Digibron cookies

Voor optimale prestaties van de website gebruiken wij cookies. Overeenstemmig met de EU GDPR kunt u kiezen welke cookies u wilt toestaan.

Noodzakelijke en wettelijk toegestane cookies

Noodzakelijke en wettelijk toegestane cookies zijn verplicht om de basisfunctionaliteit van Digibron te kunnen gebruiken.

Optionele cookies

Onderstaande cookies zijn optioneel, maar verbeteren uw ervaring van Digibron.

Bekijk het origineel

Waarom kinderdoop bijbels is

Bekijk het origineel

+ Meer informatie

Waarom kinderdoop bijbels is

Evangelicalisering van de gemeenten [12]

8 minuten leestijd

In de visie op verbond en doop komt misschien wel het meest duidelijk tot uiting dat er wezenlijke verschillen zijn tussen het gereformeerde belijden en het evangelische denken.

Tijdens een catechisatie-uur van 16- en 17-jarigen vraagt Marieke, een meelevende catechisante: ‘Waarom zou de kinderdoop de enige juiste doop zijn, is het niet veel bijbelser om jezelf te laten dopen? Je leest in de Bijbel toch ook nergens dat kleine kinderen worden gedoopt?’ Ze vertelt dat ze sinds een paar maanden een vriend heeft, die tot een evangelische gemeente behoort. Samen hebben ze een boekje gelezen over de doop en nu heeft ze vragen over de kinderdoop.
Je proeft haar oprechtheid. Ze zit er werkelijk mee, wil zich niet zomaar opnieuw (of, zoals haar vriend zegt, voor het eerst) laten dopen. Thuis krijgt ze afkeurende woorden te horen, maar niet echt een weerwoord. Uit de reacties van de groep merk ik dat Marieke bepaald niet de enige is die kritische vragen bij de kinderdoop heeft.

Symptoom
Een symptoom van de evangelicalisering in de gemeente is ongetwijfeld het feit dat af en toe een jongere – soms zelfs een heel gezin – de overstap maakt naar een evangelische gemeente en zich laat overdopen of na de herdoop ‘gewoon’ van de eigen gemeente deel blijft uitmaken.

++++++

■ **OPDRACHT**
Schrijf de tekst over de kinderdoop hierboven verder, te beginnen na de laatste zin.

■ **AANGELEVERDE GEGEVENS**

++++++

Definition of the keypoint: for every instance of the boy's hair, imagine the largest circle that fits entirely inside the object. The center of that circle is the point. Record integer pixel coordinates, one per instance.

++++++

■ **SCHRIFTELIJK ANTWOORD**
Het is een symptoom dat niet op zichzelf staat, maar nauw verbonden is met andere evangelische invloeden, zoals een relativering van het gereformeerde belijden, verwoord in de reformatorische belijdenisgeschriften, een sterke nadruk op het gevoel ten koste van het geloof in Gods beloften, een nogal fundamentalistisch Schriftgebruik, waarin vaak nauwelijks oog is voor de eenheid van het Oude en Nieuwe Testament en de grote verbanden in de Schrift. Het is goed om bij een gesprek over de doop, met name de kinderdoop, zich van deze invloeden op het denken bewust te zijn.

Ander denken
Bij de keuze voor een herdoop spelen ongetwijfeld sociologische factoren mee. De invloed van vrienden bij het vormen van een mening is vaak groot. Ook psychologische factoren hebben een rol: ‘Ik voel dat God dit van mij vraagt’, ‘ik wil mijn doop bewust ervaren en zo de Heilige Geest ontvangen.’ Sommigen zetten daardoor vaak vrij ondoordacht een stap waar ze later spijt van hebben. Ik wil hier vooral aandacht schenken aan het andere theologische denken, dat aan het verwerpen van de kinderdoop ten grondslag ligt. Juist daarbij dient mijns inziens in de verkondiging en tijdens de catechisatie regelmatig te worden stilgestaan. Zelf stel ik bewust ieder catechisatieseizoen in elke groep een keer expliciet de doop aan de orde. Ook is het belangrijk om in elke doopdienst uitdrukkelijk aandacht te vragen voor de waarde van de kinderdoop.
Een andere visie op de doop heeft doorgaans te maken met een niet-gereformeerde opvatting over de eenheid van de Schrift, het verbond, Gods soevereiniteit, de keuzevrijheid van de mens, het werk van de Heilige Geest.

Grote lijnen
Steevast wordt in een gesprek met gemeenteleden die moeite hebben met de kinderdoop de opmerking gemaakt: ‘Nergens staat in de Bijbel dat kinderen gedoopt werden’. Dat is waar. Maar, zo las ik onlangs, er staat ook nergens in het Nieuwe Testament dat vrouwen deelnemen aan het Heilig Avondmaal. Toch is het voor niemand een vraag of ook zij thuishoren aan de tafel des Heeren.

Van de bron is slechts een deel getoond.